(Dataset items)
=====
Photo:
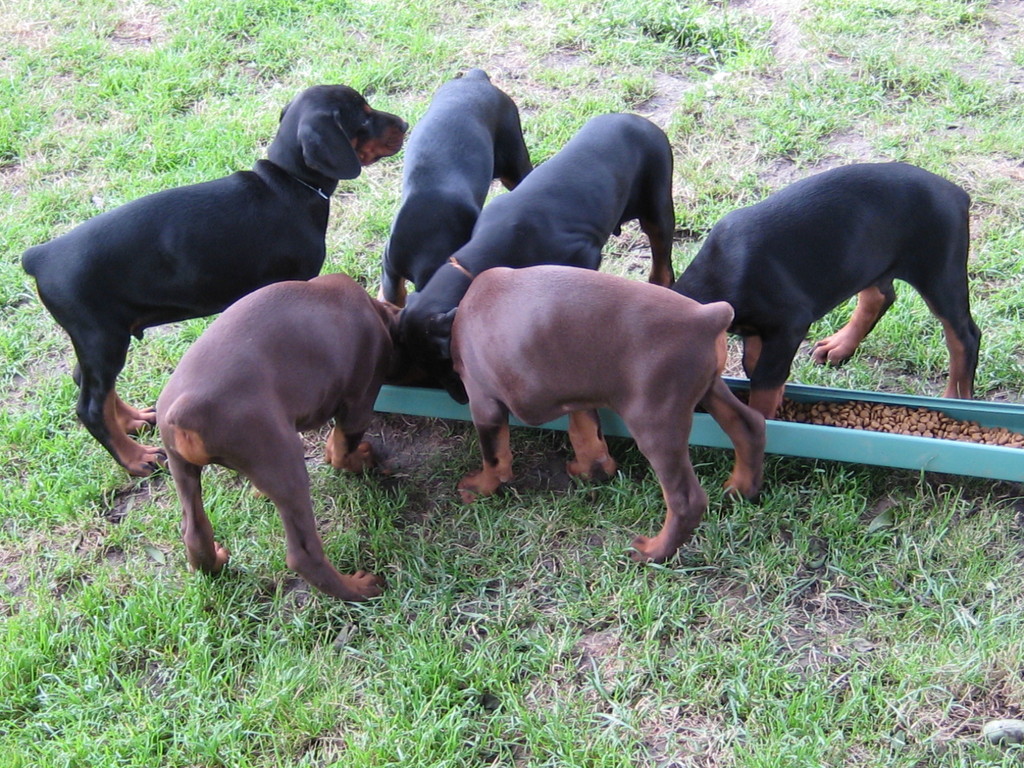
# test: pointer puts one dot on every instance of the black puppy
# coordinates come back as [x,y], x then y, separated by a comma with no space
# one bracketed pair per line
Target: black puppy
[616,168]
[790,259]
[469,135]
[192,251]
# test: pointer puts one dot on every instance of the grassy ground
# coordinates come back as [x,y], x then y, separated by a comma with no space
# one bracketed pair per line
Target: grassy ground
[856,616]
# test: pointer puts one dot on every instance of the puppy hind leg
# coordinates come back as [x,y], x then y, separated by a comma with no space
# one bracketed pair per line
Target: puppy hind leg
[666,445]
[204,553]
[872,302]
[392,287]
[659,229]
[101,356]
[492,421]
[279,471]
[745,428]
[947,297]
[592,457]
[347,451]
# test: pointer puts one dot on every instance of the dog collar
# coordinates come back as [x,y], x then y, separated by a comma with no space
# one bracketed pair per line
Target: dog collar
[455,262]
[310,186]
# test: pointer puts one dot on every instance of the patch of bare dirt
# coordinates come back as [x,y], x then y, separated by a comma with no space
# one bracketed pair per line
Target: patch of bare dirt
[786,38]
[141,26]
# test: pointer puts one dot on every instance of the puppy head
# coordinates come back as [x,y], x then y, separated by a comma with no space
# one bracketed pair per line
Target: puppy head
[332,130]
[424,331]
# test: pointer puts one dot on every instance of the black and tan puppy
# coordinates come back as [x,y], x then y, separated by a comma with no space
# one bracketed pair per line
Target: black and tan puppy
[786,261]
[192,251]
[469,135]
[551,340]
[615,169]
[288,357]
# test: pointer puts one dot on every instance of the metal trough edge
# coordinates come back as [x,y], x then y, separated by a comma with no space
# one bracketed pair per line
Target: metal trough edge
[806,440]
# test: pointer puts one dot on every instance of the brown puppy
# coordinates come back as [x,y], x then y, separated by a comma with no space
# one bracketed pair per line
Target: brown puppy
[545,341]
[286,358]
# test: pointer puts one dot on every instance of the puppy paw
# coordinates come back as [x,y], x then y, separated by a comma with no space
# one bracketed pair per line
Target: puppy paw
[650,550]
[210,566]
[833,351]
[144,461]
[741,487]
[359,460]
[354,461]
[601,469]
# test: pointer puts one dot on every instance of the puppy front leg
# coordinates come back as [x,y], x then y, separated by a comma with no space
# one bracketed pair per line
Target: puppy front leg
[204,553]
[745,428]
[591,451]
[346,451]
[666,445]
[492,421]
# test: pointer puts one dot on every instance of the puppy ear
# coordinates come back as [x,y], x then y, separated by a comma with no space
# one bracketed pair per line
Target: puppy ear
[326,146]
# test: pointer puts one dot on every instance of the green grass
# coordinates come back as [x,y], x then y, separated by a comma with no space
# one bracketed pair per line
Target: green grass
[854,616]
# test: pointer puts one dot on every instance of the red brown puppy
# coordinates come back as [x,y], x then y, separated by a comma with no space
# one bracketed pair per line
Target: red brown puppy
[190,251]
[793,257]
[545,341]
[288,357]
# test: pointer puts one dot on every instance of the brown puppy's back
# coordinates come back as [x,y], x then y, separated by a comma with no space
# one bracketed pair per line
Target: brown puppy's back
[265,358]
[548,340]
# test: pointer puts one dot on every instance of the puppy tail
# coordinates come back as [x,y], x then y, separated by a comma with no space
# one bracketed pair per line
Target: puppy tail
[185,441]
[719,314]
[31,259]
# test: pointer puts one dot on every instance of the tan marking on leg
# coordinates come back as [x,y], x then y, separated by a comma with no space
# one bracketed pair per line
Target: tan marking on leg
[491,476]
[752,353]
[132,420]
[839,347]
[188,443]
[336,454]
[592,457]
[139,461]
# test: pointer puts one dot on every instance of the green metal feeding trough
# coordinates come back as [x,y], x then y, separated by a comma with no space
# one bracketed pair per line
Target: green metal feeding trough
[809,440]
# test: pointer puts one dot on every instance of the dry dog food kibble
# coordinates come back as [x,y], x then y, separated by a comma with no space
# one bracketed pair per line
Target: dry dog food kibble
[897,420]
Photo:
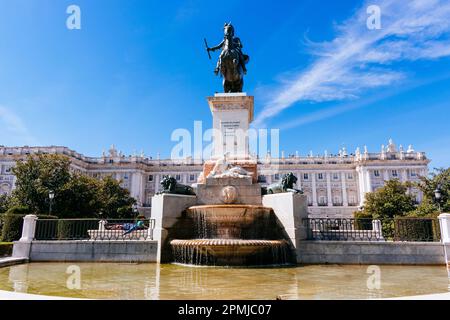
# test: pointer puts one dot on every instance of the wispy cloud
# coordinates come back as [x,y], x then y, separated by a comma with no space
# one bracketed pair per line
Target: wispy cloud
[14,130]
[358,59]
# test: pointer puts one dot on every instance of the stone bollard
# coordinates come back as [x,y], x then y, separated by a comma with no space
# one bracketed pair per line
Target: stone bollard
[29,228]
[376,227]
[444,223]
[21,248]
[101,225]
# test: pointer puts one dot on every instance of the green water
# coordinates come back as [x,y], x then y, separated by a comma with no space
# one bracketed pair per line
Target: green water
[153,281]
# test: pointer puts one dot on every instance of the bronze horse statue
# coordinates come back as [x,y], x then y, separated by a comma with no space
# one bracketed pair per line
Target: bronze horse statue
[232,61]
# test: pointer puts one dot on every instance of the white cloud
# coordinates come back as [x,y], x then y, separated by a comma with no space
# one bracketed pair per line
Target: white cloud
[13,129]
[358,59]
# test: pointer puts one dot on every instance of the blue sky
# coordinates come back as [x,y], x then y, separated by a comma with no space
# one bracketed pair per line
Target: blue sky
[137,70]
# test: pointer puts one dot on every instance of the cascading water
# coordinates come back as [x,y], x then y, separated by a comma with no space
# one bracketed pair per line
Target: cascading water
[232,235]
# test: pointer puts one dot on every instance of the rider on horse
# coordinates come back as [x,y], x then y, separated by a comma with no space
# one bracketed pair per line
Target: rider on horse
[230,43]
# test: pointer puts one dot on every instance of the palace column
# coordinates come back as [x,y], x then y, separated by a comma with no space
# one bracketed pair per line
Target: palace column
[329,198]
[361,184]
[157,181]
[314,191]
[404,175]
[368,181]
[385,175]
[299,181]
[344,190]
=====
- **WORK REQUIRED**:
Copy out each record shown above without alteration, skipping any picture.

- **TASK OUTPUT**:
Photo:
# test: pointer puts one dot on every instance of the black puppy
# coordinates come back as [x,y], x then y, separated by a comma with no space
# one bracketed pair per line
Target: black puppy
[616,168]
[790,259]
[469,135]
[192,251]
# test: pointer puts one dot on every instance of the grassy ground
# coordinates come back as [x,y], x then y, separated by a comma with no space
# one bracketed pair per line
Target: grassy ground
[856,616]
# test: pointer puts one dot on every instance of the puppy hind leg
# coordinates come back as [x,y], x then y, separated by a comma with no space
# one bracketed pair per line
Target: puppy hind leg
[666,445]
[204,553]
[872,302]
[392,287]
[659,229]
[101,356]
[492,421]
[279,471]
[745,428]
[947,297]
[592,457]
[347,451]
# test: pointer puts one dot on every instance of the dog collar
# coordinates come back as [x,y], x then y, separated by a comma with no space
# one bracketed pair per line
Target: dog collar
[455,262]
[310,186]
# test: pointer puts one dot on every instance of the patch of bare dirt
# coordinates come back as [x,y], x then y, separated by a comma with no space
# one bracketed pair per line
Target: patch of bare dirt
[786,38]
[141,26]
# test: pointer puts one dot on every instance of the puppy head
# coordinates come back as [x,y], x then y, separated by a comma with no space
# one bracketed pair per line
Target: puppy head
[332,130]
[424,331]
# test: pointer puts one dot on every instance of the black and tan puppy
# coordinates come back as [x,y], x then y, separated by a comma with no space
# one bracketed pair per line
Target: black and tan puppy
[786,261]
[192,251]
[469,135]
[551,340]
[615,169]
[288,357]
# test: pointer puts one dot on every instance of the metal trough edge
# coordinates come back as [x,y], x then y, separated by a comma with no space
# one bracketed pair per line
Target: metal trough edge
[806,440]
# test: pointer puts one dot on every instance of the brown puppy
# coordinates come back as [x,y], x then y, separated by a comma with no space
# one bracketed pair per line
Target: brown puppy
[545,341]
[286,358]
# test: pointer puts one dot on every instance of the puppy paw
# coordinates come back as [x,y], x then y, separated by a comma with no space
# one bracketed pair per line
Target: puppy paw
[650,550]
[210,566]
[833,351]
[144,461]
[741,487]
[359,460]
[354,461]
[601,469]
# test: pointer puts one dot on every instance of the puppy front leg
# coordinates come back as [x,y], x then y, separated by a comma with no space
# one bracketed pair per line
Target: puppy front leg
[204,553]
[745,428]
[591,451]
[346,451]
[666,445]
[492,421]
# test: pointer puts one dot on every instance of the puppy ear
# coordinates come back as [x,y], x then y, separated by a comma with no space
# one bracketed pair per line
Target: puppy ear
[326,146]
# test: pointer puts one dot on every instance of the green grass
# coordinates come back as [x,y], x then y, separated by a comma with no space
# one bracketed pair per line
Target: green grass
[854,616]
# test: pointer puts one dot on every instance of the red brown puppy
# coordinates come back as [x,y], x then y, separated by a comma with no space
# one bracketed pair per line
Target: red brown puppy
[190,251]
[793,257]
[545,341]
[288,357]
# test: pointer puts one dot on every instance of the brown puppy's back
# coordinates come back as [x,y], x then y, separated by a comma with no space
# one bracketed pair per line
Target: brown puppy's back
[265,358]
[548,340]
# test: pointer puts one dot on every instance of the puppy tail
# coordinates come back as [x,y], x then y, separated by a comma with no space
# one bracketed pair per line
Target: puppy tail
[185,441]
[719,314]
[31,259]
# test: pointer puts one dot on every instance of the tan marking on leg
# coordinates come back as [x,y], x then y, separated by a comma with no space
# one bracketed pair per line
Target: tan marking on leg
[491,476]
[752,353]
[132,420]
[839,347]
[188,443]
[336,454]
[592,457]
[139,461]
# test: pointer puts one dot on every instance of the green metal feeding trough
# coordinates come back as [x,y], x then y, separated by a comma with no space
# one bracketed pair per line
Target: green metal feeding trough
[809,440]
# test: pointer puts one dot on every instance of the dry dog food kibble
# coordinates come back as [x,y], x then y, separated by a comma with no space
# one bracketed pair per line
Target: dry dog food kibble
[897,420]
Photo:
# test: pointer puts one dot on every instance of the wispy cloud
# coordinates come back as [x,y], x then y, separated by a comma with no space
# one bracketed pair per line
Target: wispy cloud
[14,130]
[358,59]
# test: pointer puts one dot on every instance of the stone bollard
# coordinates come back as [x,y], x then y, separated by a comma with no space
# one bracketed pair per line
Target: stone bollard
[29,228]
[376,227]
[444,223]
[21,248]
[101,225]
# test: pointer puts one dot on every instance of the green water
# coordinates come back as [x,y], x then y, separated by a comma with no space
# one bracketed pair per line
Target: green water
[153,281]
# test: pointer puts one dot on every instance of the bronze horse statue
# coordinates come back as [x,y], x then y, separated by a comma with no space
# one bracketed pair per line
Target: bronze horse statue
[232,61]
# test: pointer puts one dot on every instance of the white cloud
# coordinates come back as [x,y], x then y, separated by a comma with no space
# one bracketed pair per line
Target: white cloud
[13,129]
[358,59]
# test: pointer puts one dot on every instance of the blue sky
# coordinates come back as [x,y], x then y, separated by a comma with no space
# one bracketed pair per line
Target: blue sky
[137,70]
# test: pointer puts one dot on every instance of the cascading water
# coordinates come back as [x,y], x then y, separated by a comma with no space
# one bracketed pair per line
Target: cascading water
[232,235]
# test: pointer puts one dot on every instance of the rider on horse
# coordinates come back as [x,y], x then y, separated by a comma with no space
# one bracketed pair per line
Target: rider on horse
[230,43]
# test: pointer puts one dot on every instance of the palace column
# coordinates come back as [x,y], x then y, separated by a comma with no space
# one bracketed pair per line
Target: palace column
[329,198]
[361,184]
[157,181]
[314,191]
[404,175]
[368,181]
[385,175]
[299,181]
[344,190]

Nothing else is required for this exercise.